**WORK ITEM**
According to the gut microbiome tips, what can moisture do to the dormant strains in Acromantia probiotics?

**READING PASSAGE**
--------------------------------------------------
17. Understand Microbiome-Cravings Link
Recognize that your gut microbiome can influence your food cravings via the gut-brain connection, potentially altering your dietary preferences. This awareness can be a tool for managing eating behaviors.
18. Choose Precision Antibiotics
When possible, discuss with your physician the use of precision antibiotics rather than broad-spectrum options. Broad-spectrum antibiotics can severely deplete your gut microbiome, impacting overall health.
19. Refrigerate Probiotics Properly
Always refrigerate probiotics if the product specifies it, as this is crucial for maintaining the viability of the live bacterial strains. Improper storage can cause the bacteria to die, reducing product efficacy.
20. Keep Acromantia Dry
To preserve the viability of Acromantia probiotics, store them in a dry environment, utilizing desiccant packets if provided. Moisture can reactivate the dormant strains, leading to their death due to oxygen exposure.
21. Comprehensive Microbiome Analysis
For a thorough understanding of your microbiome, utilize shotgun sequencing for strain identification, quantitative PCR for abundance, and longitudinal studies to track changes and functional shifts. This approach provides a more complete picture than a single snapshot.
22. Monitor Microbiome Diversity with Age
Recognize that your gut microbiome’s diversity naturally decreases as you age, which can lead to a loss of key functions. This understanding can inform proactive health strategies.
6 Key Quotes
So much of the work that I've seen around the microbiome has been interesting, but it's been very difficult for me to understand how one could operationalize and make real causal effect from the science that is being presented.
--------------------------------------------------
**RECORDED DATA**

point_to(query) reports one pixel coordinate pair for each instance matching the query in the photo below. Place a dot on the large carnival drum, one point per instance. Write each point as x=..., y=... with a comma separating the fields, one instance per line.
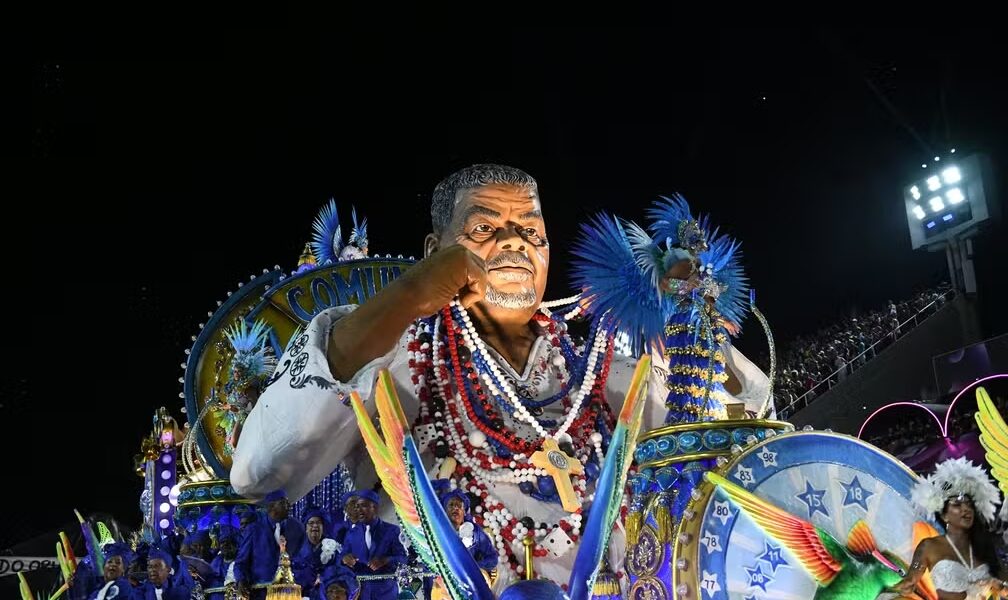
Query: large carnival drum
x=670, y=462
x=803, y=514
--------------------------------------------------
**EXERCISE OUTPUT**
It can reactivate them, leading to their death due to oxygen exposure.